++++ PROVIDED TEXT ++++
The public - you and I generally - are complicit in the exploitative strategies used by car companies.

They have sold us the idea of, and mostly we have willingly bought, complex gizmos which do close to nothing to improve the functionality of motor vehicles.

These include generally unusable performance, sport modes, racetrack modes, economy modes, power seats, internal ambient lighting, auto wipers, auto lights, integrated media systems, etc. None of this is critical in transporting homo-sapiens from A to B efficiently in reasonable comfort.

We have only ourselves to blame. We should have bought the base model. Instead we chose the one equipped with configurable steering wheels, optional altitude sensors, leather upholstery crafted from the skin of dolphins, ecologically sound wood trim, and additive free air suspension.

They then tell us we need £000s of sophisticated technical kit to tell use what is wrong with our sophisticated complex car. We are idiots and deserve to be exploited!


----------



## Dibs-h (19 May 2022)

Spectric said:


> Why would the BMW chains need to be sealed for life, don't they run within the engine casings in oil like chains once used to?


They do all run within the casings in oil. Sorry, by "sealed for life" - I meant that's their BS for "doesn't ever need changing".
++++
EXERCISES:
a. Shorten the paragraph beginning "We have only ourselves to blame" from the forum thread on car features, and keep its main facts.
b. Continue the forum thread on car features from its last sentence.
You won't need the material that follows the thread.
++++ RECORDED INFORMATION ++++
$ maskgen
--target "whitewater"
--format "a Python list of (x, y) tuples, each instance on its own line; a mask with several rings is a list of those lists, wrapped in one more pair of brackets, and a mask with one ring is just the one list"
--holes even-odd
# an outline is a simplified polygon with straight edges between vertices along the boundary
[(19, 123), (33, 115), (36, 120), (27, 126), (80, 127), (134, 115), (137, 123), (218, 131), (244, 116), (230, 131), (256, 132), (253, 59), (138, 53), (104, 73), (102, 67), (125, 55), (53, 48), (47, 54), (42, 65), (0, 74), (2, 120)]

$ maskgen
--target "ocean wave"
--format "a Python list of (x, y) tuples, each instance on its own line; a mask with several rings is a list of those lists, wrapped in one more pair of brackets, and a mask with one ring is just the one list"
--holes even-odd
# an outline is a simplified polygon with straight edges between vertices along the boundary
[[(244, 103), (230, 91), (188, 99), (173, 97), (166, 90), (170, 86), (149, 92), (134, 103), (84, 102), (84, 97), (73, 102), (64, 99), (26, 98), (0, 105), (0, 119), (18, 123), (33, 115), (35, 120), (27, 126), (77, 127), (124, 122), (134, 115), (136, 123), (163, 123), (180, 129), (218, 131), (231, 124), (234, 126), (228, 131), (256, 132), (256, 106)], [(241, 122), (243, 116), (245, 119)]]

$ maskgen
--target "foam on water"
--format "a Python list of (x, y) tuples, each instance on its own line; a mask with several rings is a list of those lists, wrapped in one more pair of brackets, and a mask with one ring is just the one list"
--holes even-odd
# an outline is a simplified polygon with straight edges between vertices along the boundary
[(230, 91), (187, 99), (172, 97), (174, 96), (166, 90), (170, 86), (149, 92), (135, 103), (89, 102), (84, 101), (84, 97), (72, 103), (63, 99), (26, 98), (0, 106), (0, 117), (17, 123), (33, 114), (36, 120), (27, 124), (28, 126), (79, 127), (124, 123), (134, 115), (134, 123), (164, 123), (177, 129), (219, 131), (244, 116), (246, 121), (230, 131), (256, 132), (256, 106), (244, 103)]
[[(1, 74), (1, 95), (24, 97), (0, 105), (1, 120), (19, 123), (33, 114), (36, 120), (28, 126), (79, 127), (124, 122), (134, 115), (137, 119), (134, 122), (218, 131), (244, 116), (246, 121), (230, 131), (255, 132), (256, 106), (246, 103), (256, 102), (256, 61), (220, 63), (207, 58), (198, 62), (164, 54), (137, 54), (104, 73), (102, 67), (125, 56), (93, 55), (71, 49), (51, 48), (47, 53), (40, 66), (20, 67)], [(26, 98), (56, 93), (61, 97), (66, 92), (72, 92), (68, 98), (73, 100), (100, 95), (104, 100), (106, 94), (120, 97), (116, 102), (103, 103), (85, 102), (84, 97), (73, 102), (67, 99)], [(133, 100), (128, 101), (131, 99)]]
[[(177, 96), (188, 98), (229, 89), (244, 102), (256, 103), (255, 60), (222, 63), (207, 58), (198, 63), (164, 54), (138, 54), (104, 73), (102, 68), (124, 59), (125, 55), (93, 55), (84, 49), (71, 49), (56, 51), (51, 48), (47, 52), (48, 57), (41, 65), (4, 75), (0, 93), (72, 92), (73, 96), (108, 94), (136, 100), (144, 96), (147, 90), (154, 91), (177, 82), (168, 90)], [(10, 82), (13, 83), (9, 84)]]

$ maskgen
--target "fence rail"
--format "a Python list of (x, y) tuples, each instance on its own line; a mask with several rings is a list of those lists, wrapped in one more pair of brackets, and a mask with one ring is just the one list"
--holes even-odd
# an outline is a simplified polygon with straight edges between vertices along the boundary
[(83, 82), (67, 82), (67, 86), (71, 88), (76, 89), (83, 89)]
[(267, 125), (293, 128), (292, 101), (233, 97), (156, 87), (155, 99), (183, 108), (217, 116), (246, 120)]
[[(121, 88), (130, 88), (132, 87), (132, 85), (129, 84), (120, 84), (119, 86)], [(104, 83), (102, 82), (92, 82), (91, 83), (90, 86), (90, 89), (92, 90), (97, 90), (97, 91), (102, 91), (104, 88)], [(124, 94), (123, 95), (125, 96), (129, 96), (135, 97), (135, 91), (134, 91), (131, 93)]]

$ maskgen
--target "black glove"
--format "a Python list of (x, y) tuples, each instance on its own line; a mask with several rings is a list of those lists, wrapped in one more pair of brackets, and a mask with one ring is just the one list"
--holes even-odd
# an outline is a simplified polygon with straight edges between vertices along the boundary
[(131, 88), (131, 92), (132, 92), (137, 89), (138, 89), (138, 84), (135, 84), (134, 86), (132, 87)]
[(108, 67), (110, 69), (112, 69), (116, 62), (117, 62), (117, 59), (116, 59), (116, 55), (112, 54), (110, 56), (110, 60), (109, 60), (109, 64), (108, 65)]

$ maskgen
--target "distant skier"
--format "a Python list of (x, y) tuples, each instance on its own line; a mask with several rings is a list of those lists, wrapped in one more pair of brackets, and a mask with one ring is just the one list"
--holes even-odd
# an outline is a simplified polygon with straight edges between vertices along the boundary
++++
ANSWERS BELOW:
a. The blame is ours: we should have bought the base model, but chose the one with configurable steering wheels, optional altitude sensors, dolphin-skin leather upholstery, ecologically sound wood trim and additive-free air suspension.

b.
----------



## Spectric (19 May 2022)

Just watched a video on changing the chains on an N47 BMW engine, what a complete design failure from start to finish. Remove engine, remove flywheel and sump then a casing just to access these chains and some nasty plastic guides. Running in oil so why do they fail, could it be that it is just a single little chain and not a duplex that was once so common! BMW, VW and Mercedes engineering has gone down hill big time, have they sacrificed their once proud names for the sake of survival amongst the competition.


----------



## Keith 66 (19 May 2022)

Car companies build cars to make money, they are in the business of shifting products, lots of them, the customers convenience in fixing it when it goes wrong is barely a consideration, any way to make the product faster & cheaper to build will be used. The white goods analogy is perfect, they build washing machines to wear out so they can sell you new ones, Cars are the same.


----------



## Fergie 307 (19 May 2022)

Terry - Somerset said:


> The public - you and I generally - are complicit in the exploitative strategies used by car companies.
> 
> They have sold us the idea of, and mostly we have willingly bought, complex gizmos which do close to nothing to improve the functionality of motor vehicles.
> 
> ...


it is such a shame that no one really makes a basic car anymore, a modern equivalent of the 2CV for example, with the bare minimum of electronics to control the engine and useful stuff like ABS and airbags. No mood lighting, no blooming electric handbrake or the plethora of other gadgetry that we can apparently no longer do without.


----------



## okeydokey (20 May 2022)

Ah 2CV
Happy days


----------



## loc0 (20 May 2022)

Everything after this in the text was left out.